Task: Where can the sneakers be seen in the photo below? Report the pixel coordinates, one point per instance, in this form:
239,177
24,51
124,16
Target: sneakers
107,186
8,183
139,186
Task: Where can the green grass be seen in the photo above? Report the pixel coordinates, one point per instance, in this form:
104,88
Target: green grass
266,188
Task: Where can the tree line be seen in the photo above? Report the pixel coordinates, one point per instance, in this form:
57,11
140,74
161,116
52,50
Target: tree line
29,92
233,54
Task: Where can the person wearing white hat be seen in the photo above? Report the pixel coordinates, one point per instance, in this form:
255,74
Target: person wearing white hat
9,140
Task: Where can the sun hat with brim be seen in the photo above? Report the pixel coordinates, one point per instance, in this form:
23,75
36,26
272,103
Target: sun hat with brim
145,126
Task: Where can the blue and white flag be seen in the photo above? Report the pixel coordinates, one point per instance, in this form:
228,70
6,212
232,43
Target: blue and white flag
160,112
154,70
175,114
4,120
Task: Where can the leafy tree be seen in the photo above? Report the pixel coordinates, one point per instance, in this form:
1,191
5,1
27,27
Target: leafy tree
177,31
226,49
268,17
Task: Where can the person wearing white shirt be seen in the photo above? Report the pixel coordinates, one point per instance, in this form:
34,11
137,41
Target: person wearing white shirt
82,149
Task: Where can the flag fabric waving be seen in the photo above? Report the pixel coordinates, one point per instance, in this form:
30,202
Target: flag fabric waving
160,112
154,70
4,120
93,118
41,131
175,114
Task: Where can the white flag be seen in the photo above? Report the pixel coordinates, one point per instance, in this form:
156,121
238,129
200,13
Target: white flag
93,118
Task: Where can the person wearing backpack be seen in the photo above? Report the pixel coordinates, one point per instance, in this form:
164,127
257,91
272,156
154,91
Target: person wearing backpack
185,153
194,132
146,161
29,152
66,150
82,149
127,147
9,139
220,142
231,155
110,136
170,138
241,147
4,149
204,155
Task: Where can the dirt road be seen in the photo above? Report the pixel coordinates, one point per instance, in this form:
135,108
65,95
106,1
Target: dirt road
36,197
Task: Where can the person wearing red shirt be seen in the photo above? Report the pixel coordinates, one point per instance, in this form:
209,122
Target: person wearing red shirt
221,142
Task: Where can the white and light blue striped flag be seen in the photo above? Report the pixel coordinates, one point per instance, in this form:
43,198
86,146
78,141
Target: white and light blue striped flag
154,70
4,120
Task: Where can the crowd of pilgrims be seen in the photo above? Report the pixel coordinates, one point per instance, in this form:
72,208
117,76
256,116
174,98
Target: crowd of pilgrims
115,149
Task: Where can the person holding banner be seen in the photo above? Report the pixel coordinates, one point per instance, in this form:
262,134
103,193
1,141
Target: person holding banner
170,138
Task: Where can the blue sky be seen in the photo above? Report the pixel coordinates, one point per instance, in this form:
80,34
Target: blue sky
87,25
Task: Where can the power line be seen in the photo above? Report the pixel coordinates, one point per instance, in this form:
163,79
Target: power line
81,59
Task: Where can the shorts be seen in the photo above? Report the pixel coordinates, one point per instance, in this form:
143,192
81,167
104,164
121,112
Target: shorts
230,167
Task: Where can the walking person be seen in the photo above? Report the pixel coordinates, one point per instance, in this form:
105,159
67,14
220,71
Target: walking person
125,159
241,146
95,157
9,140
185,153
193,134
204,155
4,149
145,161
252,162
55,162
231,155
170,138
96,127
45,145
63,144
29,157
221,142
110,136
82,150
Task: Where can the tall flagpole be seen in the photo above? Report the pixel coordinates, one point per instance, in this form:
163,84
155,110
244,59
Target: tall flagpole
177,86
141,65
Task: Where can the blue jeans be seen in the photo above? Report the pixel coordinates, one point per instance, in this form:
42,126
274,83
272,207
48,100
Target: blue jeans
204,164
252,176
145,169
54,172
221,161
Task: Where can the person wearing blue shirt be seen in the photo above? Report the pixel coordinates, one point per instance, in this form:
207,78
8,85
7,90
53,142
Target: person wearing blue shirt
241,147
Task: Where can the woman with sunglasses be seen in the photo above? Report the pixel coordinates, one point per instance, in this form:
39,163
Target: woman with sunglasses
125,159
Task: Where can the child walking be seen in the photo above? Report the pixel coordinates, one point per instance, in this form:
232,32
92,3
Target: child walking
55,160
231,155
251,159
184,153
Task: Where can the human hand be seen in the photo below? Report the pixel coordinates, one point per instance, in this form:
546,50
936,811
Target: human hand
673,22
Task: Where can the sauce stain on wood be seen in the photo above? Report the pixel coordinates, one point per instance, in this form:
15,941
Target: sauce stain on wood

◆ **What you have to do**
Copy out every one of the lines above without changing anything.

◆ **Response**
Task: Where can the sneakers be seen in the photo below? Report the pixel coordinates, one point per instance, in this form:
239,177
24,51
124,16
Target: sneakers
107,186
8,183
139,186
Task: Where can the green grass be seen in the photo above? Report the pixel coordinates, one point per instance, in this form:
104,88
Target: green grass
266,188
Task: Where can the tree line be seen in the photo above? Report the pixel coordinates, one point per instance, in this form:
57,11
140,74
161,116
52,50
Target: tree line
29,92
233,54
Task: Where can the person wearing white hat be seen in the photo above? Report the pixel coordinates, one point per instance, in this form:
255,74
Target: person wearing white hat
9,140
Task: Where can the sun hat with brim be seen in the photo above? Report the pixel coordinates, one point per instance, in this form:
23,75
36,26
272,103
Target: sun hat with brim
145,126
Task: Where can the blue and white flag be seen in the photo above? Report the pixel coordinates, one point per instance, in this form:
228,70
6,212
232,43
Target: blue and white flag
160,112
154,70
175,114
4,120
Task: Where can the leafy tree be seen in the photo above? Report the pixel coordinates, one point per instance, in this form:
1,191
5,1
27,27
Target: leafy tree
177,31
226,49
268,17
Task: Where can the person wearing white shirt be seen in the photo above? Report the pixel coordinates, one point per instance, in this form:
34,11
137,41
Target: person wearing white shirt
82,149
Task: Where can the flag fabric waving be seen in the photo above? Report the pixel coordinates, one point per instance, in this form:
30,202
Target: flag fabric waving
160,112
154,70
4,120
93,118
41,131
175,114
Task: Where can the white flag be seen in the photo above? Report the pixel coordinates, one point per instance, in this form:
156,121
238,129
200,13
Target: white flag
93,118
Task: Where can the person wearing backpack be seen in the photo above? Report the pixel coordinates, one point per instance, in this form:
164,127
257,91
272,156
154,91
Target: person wearing backpack
185,153
194,132
146,161
29,152
66,150
82,149
127,147
9,139
220,142
231,155
110,136
170,138
241,147
4,149
204,155
Task: Where can the dirt road be seen in the photo above? Report the pixel coordinates, one point per instance, in this form:
135,108
65,95
106,1
Target: dirt road
36,197
Task: Where can the person wearing red shirt be seen in the photo above? Report the pixel coordinates, one point per instance, in this form:
209,122
Target: person wearing red shirt
221,142
Task: Where can the white and light blue striped flag be seen in the photo above? Report the pixel coordinates, one point per instance, in this form:
43,198
86,146
78,141
Target: white and light blue striped flag
154,70
4,120
Task: Where can the crowd of pilgrims be seen in the photo above? Report the pixel coordinates, one point per instance, in this form:
72,208
117,76
256,116
174,98
Target: crowd of pilgrims
115,149
Task: Where can the person holding banner be seen in the photo above? Report the pixel coordinates, one point per instance, in this form:
262,134
103,193
1,141
Target: person holding banner
170,138
Task: Where can the blue sky be seen in the photo above? Report the pixel coordinates, one point per instance, in this form:
80,34
Target: blue sky
87,25
Task: Where can the power line be seen in the photo above? Report the pixel coordinates, one point per instance, in this form:
163,79
Target: power line
81,59
Task: Where can the shorts be seen in the photo above? Report the pixel coordinates, one point per instance, in this form:
143,192
81,167
104,164
121,112
Target: shorts
230,167
Task: Where can the walking person be seen in the photo above? Report the pixel coordinates, one point per instance, in this form:
105,159
67,14
220,71
Target: walking person
125,159
241,146
95,157
9,140
185,153
193,134
204,155
4,149
145,161
252,162
55,162
231,155
170,138
96,127
45,145
63,144
29,157
221,142
110,136
82,150
Task: Where can the tall flagpole be seen in the photo above? Report the pixel coordinates, one point per instance, in this form:
163,84
155,110
244,59
Target: tall flagpole
177,86
141,65
Task: Where can the blue jeans be seen in the photo above? Report the pixel coordinates, one point per instance, in this form:
42,126
274,83
272,207
48,100
Target: blue jeans
204,164
252,176
145,169
54,172
221,161
Task: Where can the person wearing blue shirt be seen in the photo above? Report the pixel coordinates, one point per instance, in this form:
207,78
8,85
7,90
53,142
Target: person wearing blue shirt
241,147
Task: Where can the woman with sunglasses be seen in the photo above? Report the pixel coordinates, one point per instance, in this form:
39,163
Target: woman with sunglasses
125,159
Task: Where can the child walking be seen in the photo above? Report the pixel coordinates, one point per instance, in this form:
232,32
92,3
Target: child walking
55,160
231,155
251,159
184,153
Task: Where can the human hand be seen in the photo below? Report the pixel coordinates, one point per instance, in this form:
546,50
936,811
Target: human hand
673,22
Task: Where can the sauce stain on wood be seen in the photo above? Report the pixel coordinates, one point per instance, in this form:
15,941
Target: sauce stain on wood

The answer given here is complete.